## What this task involves
Please return every line in the following data that includes the string "stone".

## Given data
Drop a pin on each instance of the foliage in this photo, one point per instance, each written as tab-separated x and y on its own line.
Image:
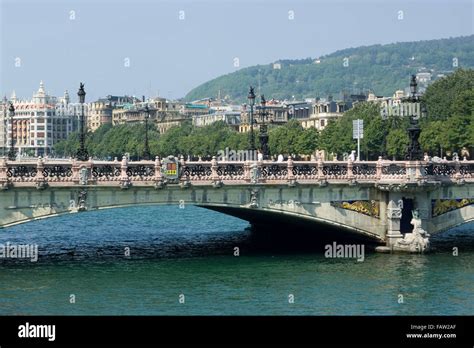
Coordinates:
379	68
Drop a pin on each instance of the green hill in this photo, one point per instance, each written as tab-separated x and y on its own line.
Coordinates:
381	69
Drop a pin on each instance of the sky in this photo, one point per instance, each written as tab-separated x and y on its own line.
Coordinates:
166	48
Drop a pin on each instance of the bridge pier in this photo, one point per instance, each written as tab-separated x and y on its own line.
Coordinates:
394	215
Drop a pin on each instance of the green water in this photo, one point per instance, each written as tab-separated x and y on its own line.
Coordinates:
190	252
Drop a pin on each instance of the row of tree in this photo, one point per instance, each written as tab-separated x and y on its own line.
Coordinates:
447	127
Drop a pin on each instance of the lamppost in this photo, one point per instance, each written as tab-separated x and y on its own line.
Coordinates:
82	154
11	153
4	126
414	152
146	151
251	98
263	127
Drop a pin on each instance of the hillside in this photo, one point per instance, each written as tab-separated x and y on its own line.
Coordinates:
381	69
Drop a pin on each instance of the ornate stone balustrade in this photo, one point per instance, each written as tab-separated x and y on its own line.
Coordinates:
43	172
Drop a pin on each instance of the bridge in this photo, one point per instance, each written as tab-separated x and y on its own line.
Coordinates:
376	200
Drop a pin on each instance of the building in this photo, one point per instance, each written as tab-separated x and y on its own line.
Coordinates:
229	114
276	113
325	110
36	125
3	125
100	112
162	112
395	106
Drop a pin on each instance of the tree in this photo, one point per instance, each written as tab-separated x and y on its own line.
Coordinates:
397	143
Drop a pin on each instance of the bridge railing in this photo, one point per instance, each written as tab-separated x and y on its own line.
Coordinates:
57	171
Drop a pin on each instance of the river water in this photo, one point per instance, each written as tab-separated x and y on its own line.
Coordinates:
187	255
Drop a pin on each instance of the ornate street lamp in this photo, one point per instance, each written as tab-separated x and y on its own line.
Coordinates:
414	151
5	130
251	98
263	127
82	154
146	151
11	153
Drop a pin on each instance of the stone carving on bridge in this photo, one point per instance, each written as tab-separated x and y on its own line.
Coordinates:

* * *

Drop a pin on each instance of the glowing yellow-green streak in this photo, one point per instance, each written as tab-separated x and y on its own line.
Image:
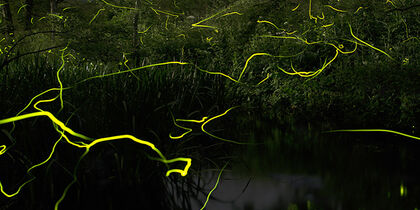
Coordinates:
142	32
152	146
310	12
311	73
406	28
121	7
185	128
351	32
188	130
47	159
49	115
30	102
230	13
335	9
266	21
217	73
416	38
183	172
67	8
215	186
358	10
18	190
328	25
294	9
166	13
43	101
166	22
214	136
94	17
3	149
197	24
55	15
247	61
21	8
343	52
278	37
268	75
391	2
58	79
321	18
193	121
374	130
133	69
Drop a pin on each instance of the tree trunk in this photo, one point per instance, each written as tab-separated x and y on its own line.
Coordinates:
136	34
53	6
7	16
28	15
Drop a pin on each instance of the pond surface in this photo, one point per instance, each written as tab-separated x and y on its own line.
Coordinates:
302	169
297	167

## Final answer
Drop a pin on each instance of the ornate stone balustrade in this photo, one point per instance, each written as tab-separated x and y on its own line.
Drop a pin on each instance of the stone carving on bridge in this photo, one point per instance, each written as tab-separated x and y on its own line.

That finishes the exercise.